### Problem
Each line from the one that contains "Where can you see the rocky" to the end of the entries must be copied word for word, and only those lines.

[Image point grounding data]
|---|
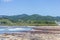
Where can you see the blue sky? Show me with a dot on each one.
(41, 7)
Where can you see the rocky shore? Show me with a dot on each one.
(29, 36)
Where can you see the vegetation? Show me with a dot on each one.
(28, 20)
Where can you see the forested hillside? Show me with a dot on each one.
(28, 20)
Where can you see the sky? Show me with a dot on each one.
(41, 7)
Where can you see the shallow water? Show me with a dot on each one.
(14, 29)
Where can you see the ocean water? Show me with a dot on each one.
(14, 29)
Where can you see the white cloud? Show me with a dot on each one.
(6, 0)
|---|
### Answer space
Where can you see the rocky shore? Show me with a dot on each one.
(29, 36)
Where can you see the vegetation? Show me with a dot on each one.
(28, 20)
Where can you see the forested hillside? Show me with a dot on each one.
(28, 20)
Where can you see the sky? Show me with a dot on each one.
(41, 7)
Where can you see the shallow water? Show me with a dot on each one.
(14, 29)
Where can you see the ocean water? Show me with a dot on each one.
(14, 29)
Where can you see the white cloud? Show me with a dot on each one.
(6, 0)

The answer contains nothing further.